** START Records for this task **

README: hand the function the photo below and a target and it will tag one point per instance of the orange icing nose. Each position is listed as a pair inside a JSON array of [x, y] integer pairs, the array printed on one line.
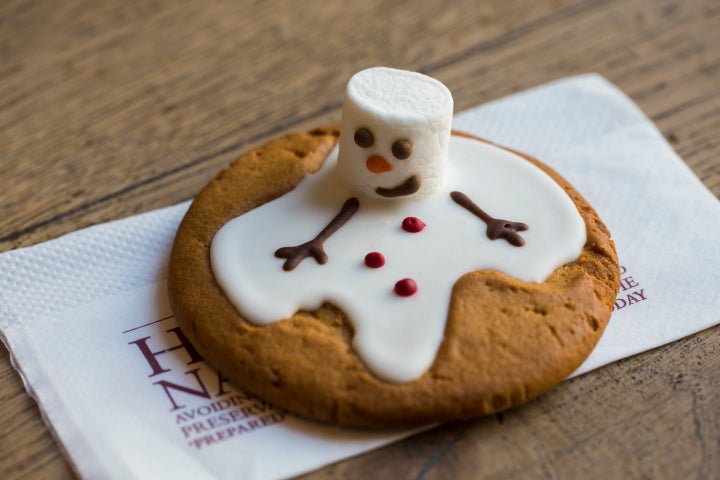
[[378, 164]]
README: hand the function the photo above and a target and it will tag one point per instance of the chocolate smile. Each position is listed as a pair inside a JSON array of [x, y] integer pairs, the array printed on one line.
[[408, 187]]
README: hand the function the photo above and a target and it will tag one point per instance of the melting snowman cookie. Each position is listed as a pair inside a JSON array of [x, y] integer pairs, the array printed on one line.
[[397, 132], [418, 303], [396, 160]]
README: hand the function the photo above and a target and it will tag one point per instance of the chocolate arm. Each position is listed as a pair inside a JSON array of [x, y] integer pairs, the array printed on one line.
[[314, 248], [496, 227]]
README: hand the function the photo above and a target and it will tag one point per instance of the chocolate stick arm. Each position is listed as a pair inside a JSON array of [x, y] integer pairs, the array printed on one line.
[[496, 227], [314, 248]]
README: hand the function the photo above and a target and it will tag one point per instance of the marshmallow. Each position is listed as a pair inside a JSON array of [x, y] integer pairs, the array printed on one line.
[[395, 132]]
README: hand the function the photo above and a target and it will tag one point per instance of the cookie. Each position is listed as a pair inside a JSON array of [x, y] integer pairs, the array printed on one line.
[[386, 300]]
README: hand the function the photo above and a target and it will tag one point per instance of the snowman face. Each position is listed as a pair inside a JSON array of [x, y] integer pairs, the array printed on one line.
[[394, 137]]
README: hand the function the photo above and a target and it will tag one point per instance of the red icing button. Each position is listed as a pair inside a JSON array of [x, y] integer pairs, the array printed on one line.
[[374, 260], [413, 224], [406, 287]]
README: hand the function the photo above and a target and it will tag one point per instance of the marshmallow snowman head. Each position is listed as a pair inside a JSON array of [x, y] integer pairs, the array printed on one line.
[[395, 132]]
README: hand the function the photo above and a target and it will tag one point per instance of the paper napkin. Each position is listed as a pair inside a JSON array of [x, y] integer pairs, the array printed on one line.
[[87, 321]]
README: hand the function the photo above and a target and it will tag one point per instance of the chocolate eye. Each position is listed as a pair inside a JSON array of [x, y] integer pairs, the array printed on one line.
[[364, 138], [402, 149]]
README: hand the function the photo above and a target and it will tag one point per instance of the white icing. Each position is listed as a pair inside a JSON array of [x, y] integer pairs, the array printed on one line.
[[395, 105], [396, 337]]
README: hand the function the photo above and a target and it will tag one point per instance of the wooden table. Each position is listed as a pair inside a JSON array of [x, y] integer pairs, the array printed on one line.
[[112, 108]]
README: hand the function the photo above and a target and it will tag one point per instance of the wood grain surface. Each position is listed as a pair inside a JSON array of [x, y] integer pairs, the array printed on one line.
[[112, 108]]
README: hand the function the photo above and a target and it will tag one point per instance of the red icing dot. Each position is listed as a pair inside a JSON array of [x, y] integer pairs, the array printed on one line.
[[413, 224], [374, 260], [406, 287]]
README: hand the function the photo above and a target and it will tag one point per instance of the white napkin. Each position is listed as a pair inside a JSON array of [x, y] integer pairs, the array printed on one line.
[[86, 318]]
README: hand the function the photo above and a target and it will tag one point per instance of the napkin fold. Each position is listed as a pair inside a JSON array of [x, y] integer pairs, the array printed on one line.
[[86, 319]]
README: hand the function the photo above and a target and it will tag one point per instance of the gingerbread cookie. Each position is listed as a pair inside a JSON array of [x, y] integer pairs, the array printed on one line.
[[396, 274]]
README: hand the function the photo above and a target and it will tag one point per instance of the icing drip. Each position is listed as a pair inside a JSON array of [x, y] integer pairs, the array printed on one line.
[[396, 337]]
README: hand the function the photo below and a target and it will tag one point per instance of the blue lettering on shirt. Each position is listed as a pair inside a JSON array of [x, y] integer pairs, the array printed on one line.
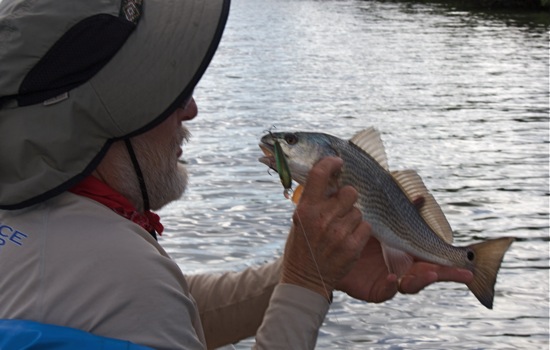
[[11, 235]]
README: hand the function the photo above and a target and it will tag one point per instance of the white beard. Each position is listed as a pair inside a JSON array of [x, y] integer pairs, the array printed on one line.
[[165, 178]]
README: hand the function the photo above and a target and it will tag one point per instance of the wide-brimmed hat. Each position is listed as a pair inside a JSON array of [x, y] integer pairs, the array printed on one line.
[[77, 75]]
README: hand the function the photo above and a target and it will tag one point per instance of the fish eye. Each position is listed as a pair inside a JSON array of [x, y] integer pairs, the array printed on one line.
[[291, 139]]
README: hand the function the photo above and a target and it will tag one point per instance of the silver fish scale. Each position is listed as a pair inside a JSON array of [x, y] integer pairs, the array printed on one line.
[[393, 218]]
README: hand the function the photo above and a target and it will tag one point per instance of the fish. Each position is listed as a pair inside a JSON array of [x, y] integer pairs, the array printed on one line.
[[404, 216]]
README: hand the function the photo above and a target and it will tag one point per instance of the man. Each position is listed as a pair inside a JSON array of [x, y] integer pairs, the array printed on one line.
[[93, 95]]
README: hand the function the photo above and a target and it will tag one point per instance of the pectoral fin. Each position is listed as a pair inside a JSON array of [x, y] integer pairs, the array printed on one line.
[[397, 261]]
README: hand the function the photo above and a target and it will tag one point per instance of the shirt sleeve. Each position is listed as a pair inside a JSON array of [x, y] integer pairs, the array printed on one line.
[[234, 306]]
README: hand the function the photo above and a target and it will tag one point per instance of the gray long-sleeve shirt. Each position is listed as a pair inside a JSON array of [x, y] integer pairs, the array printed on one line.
[[73, 262]]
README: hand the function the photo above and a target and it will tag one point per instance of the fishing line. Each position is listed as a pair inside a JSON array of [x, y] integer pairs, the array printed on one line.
[[313, 257]]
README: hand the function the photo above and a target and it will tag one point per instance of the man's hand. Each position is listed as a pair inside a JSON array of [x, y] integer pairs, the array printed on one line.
[[328, 234], [370, 280]]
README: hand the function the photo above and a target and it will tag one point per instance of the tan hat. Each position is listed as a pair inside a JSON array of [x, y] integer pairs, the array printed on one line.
[[77, 75]]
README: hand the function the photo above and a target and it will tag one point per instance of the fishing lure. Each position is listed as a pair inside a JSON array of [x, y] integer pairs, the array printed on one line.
[[282, 168]]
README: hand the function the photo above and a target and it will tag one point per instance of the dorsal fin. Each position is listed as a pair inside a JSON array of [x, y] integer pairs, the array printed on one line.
[[369, 141], [411, 183]]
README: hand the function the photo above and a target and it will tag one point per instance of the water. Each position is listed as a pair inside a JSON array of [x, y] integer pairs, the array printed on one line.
[[461, 97]]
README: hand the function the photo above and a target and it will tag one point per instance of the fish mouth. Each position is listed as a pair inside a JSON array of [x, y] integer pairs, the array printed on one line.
[[269, 155]]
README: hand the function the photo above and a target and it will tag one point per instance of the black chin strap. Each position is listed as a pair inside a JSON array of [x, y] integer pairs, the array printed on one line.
[[140, 178]]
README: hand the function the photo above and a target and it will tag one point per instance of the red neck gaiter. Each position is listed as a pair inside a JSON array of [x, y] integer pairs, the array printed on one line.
[[99, 191]]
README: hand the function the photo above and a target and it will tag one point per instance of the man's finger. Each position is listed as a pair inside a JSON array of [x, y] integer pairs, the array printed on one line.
[[320, 176]]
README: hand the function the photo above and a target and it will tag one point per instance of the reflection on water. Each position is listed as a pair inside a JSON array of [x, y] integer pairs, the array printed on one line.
[[460, 97]]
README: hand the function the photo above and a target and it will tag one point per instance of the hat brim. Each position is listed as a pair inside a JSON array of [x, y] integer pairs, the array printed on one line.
[[154, 72]]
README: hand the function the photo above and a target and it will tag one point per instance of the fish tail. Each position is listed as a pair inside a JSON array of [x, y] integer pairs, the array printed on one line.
[[487, 257]]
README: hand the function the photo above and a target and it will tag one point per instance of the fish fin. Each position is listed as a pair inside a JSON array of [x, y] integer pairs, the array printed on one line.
[[411, 183], [297, 194], [487, 259], [369, 141], [397, 261]]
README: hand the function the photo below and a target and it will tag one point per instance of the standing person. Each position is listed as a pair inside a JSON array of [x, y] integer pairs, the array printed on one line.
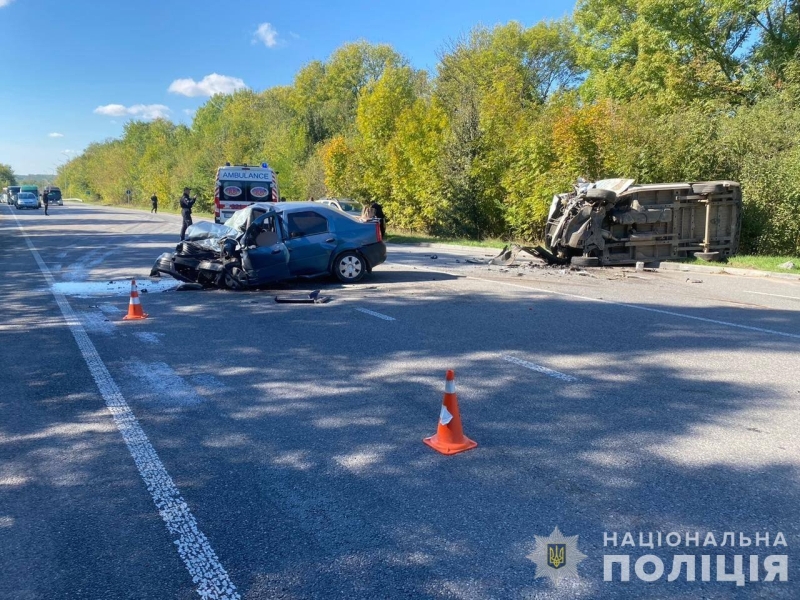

** END Records for this task **

### [Stated problem]
Write out again the lines between the one containing "the man's hand." and the one containing "[[269, 155]]", inclusive, and change "dorsal fin" to "back fin" while keeping everything else the same.

### [Written solution]
README: hand the function the photo above and a target and it will tag one point per instance of the man's hand. Each position is listed as a pair inside a JSON array of [x, y] integer pairs, the array printed on one line.
[[328, 234], [370, 280]]
README: hand the function the photo above and a target and it will tag one point per instance of the tan hat. Each position is listed as a pair inside a JSON array of [x, y] integer pairs, the array printed on one line.
[[77, 75]]
README: hand the function the photo above and a target and it will tag one point per instance of the fishing lure. Each position is listed as a pair inside a JSON array of [x, y] integer pairs, the array printed on one line.
[[282, 168]]
README: hand the function the photo above and a target and it will tag one point per instance of the back fin. Each position is listed as a pair inside a JSON array of [x, y] integer pairs, the array printed on one line.
[[369, 141], [411, 183]]
README: hand the function the photo above and a target and it will tag one point per instance of the water. Each position is listed as a pair inside a JSON array of [x, y] integer pairs, the array printed on one line.
[[461, 97]]
README: hand the function the photo above and a target and it will tag one point per instance of the fish mouth. Each position is listed as a pair inside a JSON array of [x, y] integer pairs, the array printed on one line.
[[269, 155]]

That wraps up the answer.